Extract to read:

□ □ □ □

25 Mar 2024 Liquid Death water valued at $1.4bn – how so?
It’s a miracle. Liquid Death has created a billion-dollar brand, almost overnight, out of the elixir of life, that most precious but most commoditised of commodities, commonly known as water.
It’s a remarkable tale….. So how has it been done? Here are 10 reasons:
- It’s a great name. Ironically ‘death’ has been used to sell alcoholic drinks and even cigarettes, but using it for the safest, most healthy product possible is a further satirical and disruptive inversion.
- The branding is brilliant. The name is complemented by a heavy metal look and feel: on shelf, it pops. In the hand it turns heads.
- Its advertising – promising to ‘murder thirst’ – is humorous, punkish, irreverent, cartoonish (but in a shockingly violent adult way) and mocking of the establishment.
- Social media has pump primed the hugely memorable and shareable content.
- It’s surfing the anti-plastic wave. Liquid Death makes a heaven out of its (endlessly recyclable) metallic packaging, and a hell out of polluting plastic bottled water rivals.
- It’s an adult soft drink brand. Sounds obvious, but in our more temperate times it oozes attitude for those who don’t want to draw attention to their non-alcoholic-drinking status (an audience that is not just limited to Gen Z).
- It’s expanding its portfolio: moving into complementary categories such as flavoured sparkling waters (watch out Dash!) and iced teas is giving Liquid Death more strings to its bow.

□ □ □ □

Record set:
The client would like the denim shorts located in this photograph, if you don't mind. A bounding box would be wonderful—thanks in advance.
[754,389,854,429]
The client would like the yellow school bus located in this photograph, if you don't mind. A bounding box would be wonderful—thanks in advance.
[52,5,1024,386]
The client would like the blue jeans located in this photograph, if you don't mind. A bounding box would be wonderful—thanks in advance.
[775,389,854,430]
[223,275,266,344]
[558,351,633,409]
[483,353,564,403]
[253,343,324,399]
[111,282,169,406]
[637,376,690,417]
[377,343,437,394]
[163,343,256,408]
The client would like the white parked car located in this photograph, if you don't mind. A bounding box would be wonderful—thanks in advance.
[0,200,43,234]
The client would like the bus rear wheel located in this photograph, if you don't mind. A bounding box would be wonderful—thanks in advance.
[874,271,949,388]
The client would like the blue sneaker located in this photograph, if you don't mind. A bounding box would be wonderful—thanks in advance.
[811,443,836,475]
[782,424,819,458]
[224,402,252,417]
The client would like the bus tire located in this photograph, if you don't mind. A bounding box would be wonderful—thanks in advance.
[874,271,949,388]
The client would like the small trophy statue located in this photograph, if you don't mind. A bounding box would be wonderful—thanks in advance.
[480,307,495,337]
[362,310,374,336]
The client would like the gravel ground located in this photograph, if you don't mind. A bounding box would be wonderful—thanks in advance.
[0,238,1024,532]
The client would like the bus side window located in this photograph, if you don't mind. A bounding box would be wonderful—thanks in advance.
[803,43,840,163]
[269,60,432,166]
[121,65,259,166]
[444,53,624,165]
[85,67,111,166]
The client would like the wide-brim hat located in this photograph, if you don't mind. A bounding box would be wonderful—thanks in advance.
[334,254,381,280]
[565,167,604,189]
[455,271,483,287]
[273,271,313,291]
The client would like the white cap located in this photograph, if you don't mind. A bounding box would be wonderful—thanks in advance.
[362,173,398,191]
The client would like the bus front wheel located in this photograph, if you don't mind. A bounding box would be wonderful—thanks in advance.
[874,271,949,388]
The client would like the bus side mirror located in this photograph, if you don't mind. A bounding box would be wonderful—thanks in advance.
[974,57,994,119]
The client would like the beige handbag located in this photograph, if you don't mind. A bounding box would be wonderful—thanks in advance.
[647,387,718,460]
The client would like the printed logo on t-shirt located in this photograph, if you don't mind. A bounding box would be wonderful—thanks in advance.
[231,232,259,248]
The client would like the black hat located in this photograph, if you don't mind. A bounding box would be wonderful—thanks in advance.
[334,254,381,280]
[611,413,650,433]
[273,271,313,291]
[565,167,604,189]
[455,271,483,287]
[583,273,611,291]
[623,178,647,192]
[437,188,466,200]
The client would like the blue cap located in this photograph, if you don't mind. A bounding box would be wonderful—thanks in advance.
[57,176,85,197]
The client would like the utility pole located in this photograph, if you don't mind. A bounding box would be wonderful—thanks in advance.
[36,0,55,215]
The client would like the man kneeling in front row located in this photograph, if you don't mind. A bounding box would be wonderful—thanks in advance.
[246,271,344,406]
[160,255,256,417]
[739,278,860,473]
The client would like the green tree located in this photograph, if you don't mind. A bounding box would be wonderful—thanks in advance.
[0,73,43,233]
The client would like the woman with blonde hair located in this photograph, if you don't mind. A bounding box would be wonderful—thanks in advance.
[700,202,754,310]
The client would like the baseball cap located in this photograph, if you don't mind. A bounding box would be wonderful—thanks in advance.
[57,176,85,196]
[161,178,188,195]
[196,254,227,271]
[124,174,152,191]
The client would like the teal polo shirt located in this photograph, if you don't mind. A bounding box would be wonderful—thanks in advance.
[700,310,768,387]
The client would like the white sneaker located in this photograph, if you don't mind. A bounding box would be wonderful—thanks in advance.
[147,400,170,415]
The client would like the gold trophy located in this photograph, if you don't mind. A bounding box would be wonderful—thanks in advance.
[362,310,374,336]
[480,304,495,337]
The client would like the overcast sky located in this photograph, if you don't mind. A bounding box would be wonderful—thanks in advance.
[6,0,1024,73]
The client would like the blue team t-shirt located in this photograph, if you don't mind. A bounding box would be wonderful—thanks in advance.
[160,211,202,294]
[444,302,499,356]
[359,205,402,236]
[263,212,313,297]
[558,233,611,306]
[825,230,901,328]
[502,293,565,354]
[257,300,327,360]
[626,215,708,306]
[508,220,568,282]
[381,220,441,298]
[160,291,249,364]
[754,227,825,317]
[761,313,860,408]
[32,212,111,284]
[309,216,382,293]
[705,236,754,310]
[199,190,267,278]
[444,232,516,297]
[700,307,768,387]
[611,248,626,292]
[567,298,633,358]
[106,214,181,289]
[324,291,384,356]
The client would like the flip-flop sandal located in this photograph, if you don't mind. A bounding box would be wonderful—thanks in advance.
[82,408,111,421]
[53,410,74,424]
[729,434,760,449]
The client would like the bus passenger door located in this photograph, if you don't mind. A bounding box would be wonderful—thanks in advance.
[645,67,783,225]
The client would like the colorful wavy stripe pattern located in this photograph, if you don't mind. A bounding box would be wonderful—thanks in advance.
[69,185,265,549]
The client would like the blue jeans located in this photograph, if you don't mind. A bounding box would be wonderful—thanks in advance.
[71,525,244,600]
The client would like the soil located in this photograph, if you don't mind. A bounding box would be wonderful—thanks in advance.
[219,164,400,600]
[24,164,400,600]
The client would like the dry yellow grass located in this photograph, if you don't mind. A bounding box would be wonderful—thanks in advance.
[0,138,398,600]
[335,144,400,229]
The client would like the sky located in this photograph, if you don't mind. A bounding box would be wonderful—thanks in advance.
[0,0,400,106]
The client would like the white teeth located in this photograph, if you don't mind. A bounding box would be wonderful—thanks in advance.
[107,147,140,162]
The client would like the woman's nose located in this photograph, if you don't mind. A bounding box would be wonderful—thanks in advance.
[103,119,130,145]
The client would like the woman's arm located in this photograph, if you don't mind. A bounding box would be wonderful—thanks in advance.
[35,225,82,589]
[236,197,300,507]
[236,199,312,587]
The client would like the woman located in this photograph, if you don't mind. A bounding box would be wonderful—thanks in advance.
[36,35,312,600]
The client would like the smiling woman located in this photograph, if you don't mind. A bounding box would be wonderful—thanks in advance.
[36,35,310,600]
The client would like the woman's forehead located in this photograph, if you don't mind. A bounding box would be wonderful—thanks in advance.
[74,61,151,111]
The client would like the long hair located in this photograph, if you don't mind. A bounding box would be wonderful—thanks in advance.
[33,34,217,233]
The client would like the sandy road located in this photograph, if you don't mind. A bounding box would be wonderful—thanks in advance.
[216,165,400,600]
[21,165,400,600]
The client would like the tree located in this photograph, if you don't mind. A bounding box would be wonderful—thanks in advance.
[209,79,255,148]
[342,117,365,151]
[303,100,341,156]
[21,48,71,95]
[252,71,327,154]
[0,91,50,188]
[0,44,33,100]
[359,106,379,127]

□ □ □ □

The task:
Carry on the article about Liquid Death's $1.4bn valuation from the point where it stops. The records are separate material with no connection to the Liquid Death article.

The output:
- It’s American. The Mecca of buying stuff and raving about it. And based in California, the hype is turned up to 11. US sales are going through the roof with triple-digit growth for the third consecutive year.
- It’s going global. In the UK it’s carefully picking its distribution partners, with Tesco for volume and Nisa/Co-op for the niche, curated convenience market, and Amazon for online.
- It’s backed to the hilt by investors. With latest fundraise it’s raised over $250m.
Last sharp words to The Grocer’s columnist: “Of course there are lots of reasons why Liquid Death shoudn’t work: the cans are enormous and, unlike plastic bottles, unportable/unsealable; it looks so much like an alcoholic beverage that it’s likely to attract disapproving glances in offices; and you do wonder about the sustainability claims of a brand that relies on packaging to sell water.
“But Liquid Death has taken on a life of its own. It will surely go far.”
Source: The Grocer
Additional reading:
The Liquid Death strategy
Let’s explore some of the genius of this super-successful American canned water brand, Liquid Death….. Trends futurist guru Jonathan Cherry reports….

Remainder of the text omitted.